## Trecho do texto
A energia elétrica chegou há um
mês na comunidade, na fazenda
São José da Serra, a 55 quilômetros de Valença, quase divisa com
Minas Gerais.
Apesar disso, nenhuma das 14
casas trocou as lamparinas de
querosene por lâmpadas elétricas.
Os líderes têm receio de que isso
cause mudança de cultura.
O grupo é a sétima geração desde os escravos comprados para
trabalhar na fazenda a partir de
1830, com a expansão do café.
Vivendo em relativo isolamento, preservam tradições como o
jongo -dança de origem afro-brasileira-, a arquitetura rústica
das casas e um sincretismo entre o
catolicismo e a umbanda.
"Sem isso, seríamos mais um vilarejo de negros pobres", afirma
Zeferina do Nascimento Fernandes, 79, que divide a liderança da
comunidade com Manoel Seabra,
80. Zeferina, mãe-de-santo, é a líder espiritual. Seabra é o especialista em ervas medicinais.

Registros do conjunto de dados
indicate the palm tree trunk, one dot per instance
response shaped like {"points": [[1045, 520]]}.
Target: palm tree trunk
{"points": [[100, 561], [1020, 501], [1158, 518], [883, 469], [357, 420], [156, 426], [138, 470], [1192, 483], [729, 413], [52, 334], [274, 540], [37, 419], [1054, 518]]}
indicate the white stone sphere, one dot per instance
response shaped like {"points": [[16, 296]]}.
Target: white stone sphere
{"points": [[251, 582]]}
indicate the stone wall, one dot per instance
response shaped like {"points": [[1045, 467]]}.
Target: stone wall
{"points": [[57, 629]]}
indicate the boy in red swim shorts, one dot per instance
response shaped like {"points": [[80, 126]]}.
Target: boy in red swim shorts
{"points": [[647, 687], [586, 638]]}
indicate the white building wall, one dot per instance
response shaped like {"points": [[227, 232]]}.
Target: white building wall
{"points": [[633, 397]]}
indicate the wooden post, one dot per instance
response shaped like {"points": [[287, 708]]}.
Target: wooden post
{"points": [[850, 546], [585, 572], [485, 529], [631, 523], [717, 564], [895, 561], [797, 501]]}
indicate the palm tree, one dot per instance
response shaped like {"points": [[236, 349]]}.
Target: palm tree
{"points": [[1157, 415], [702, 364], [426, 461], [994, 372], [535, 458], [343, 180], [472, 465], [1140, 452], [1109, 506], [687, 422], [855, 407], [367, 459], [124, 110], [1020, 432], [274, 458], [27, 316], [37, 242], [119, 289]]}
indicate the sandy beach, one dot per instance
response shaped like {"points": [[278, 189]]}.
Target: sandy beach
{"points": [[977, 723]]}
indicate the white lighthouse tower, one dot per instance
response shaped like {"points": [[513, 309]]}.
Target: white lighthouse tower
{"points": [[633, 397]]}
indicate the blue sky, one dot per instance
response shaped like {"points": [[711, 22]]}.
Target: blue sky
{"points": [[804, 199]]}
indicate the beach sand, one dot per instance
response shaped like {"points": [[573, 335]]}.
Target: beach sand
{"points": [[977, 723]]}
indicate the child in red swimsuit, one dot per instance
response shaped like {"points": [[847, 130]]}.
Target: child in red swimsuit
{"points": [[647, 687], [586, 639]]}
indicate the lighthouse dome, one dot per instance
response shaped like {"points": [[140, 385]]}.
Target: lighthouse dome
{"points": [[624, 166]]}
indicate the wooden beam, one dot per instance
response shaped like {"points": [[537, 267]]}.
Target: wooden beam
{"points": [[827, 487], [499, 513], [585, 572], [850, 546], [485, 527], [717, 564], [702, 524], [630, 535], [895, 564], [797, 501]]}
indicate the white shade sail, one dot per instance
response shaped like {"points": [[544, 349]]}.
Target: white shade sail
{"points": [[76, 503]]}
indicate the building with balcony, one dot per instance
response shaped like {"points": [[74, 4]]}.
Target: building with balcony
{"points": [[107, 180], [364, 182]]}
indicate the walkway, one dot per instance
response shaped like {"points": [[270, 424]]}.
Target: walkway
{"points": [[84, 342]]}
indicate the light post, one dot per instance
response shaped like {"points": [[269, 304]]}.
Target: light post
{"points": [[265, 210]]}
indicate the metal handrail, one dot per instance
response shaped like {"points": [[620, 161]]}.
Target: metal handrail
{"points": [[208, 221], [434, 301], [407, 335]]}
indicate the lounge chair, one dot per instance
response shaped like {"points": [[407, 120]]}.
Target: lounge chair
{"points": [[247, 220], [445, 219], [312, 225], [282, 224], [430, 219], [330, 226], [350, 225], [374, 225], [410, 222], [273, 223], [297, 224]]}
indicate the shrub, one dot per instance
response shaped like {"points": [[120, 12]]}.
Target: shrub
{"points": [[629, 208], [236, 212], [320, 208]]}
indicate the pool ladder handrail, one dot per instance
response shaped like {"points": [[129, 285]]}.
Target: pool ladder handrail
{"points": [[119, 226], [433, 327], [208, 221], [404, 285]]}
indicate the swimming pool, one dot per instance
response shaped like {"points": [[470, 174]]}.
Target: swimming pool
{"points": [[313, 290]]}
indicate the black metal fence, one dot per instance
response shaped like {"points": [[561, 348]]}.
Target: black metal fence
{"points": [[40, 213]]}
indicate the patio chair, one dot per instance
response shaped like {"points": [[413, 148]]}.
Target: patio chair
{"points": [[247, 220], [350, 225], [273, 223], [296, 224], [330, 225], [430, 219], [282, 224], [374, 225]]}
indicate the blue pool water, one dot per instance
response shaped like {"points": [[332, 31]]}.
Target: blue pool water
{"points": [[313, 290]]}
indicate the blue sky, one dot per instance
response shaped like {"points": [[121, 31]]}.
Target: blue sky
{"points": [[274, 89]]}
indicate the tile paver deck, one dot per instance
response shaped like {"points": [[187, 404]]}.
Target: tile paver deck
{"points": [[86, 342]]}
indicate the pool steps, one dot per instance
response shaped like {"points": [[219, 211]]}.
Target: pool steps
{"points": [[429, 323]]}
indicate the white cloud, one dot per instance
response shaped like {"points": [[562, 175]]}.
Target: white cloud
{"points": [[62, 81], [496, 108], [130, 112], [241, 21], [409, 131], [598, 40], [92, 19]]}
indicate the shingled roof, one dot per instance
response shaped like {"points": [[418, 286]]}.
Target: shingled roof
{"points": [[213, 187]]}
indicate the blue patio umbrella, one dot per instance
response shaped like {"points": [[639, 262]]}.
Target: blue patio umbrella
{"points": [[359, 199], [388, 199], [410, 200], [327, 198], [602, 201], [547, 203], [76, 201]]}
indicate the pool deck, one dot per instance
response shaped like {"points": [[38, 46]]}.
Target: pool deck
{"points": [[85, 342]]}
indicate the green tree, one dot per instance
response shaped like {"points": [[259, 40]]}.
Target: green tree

## Tarefa
Segundo o texto sobre a comunidade da fazenda São José da Serra, a quantos quilômetros de Valença fica a fazenda?

## Resposta
A 55 quilômetros de Valença.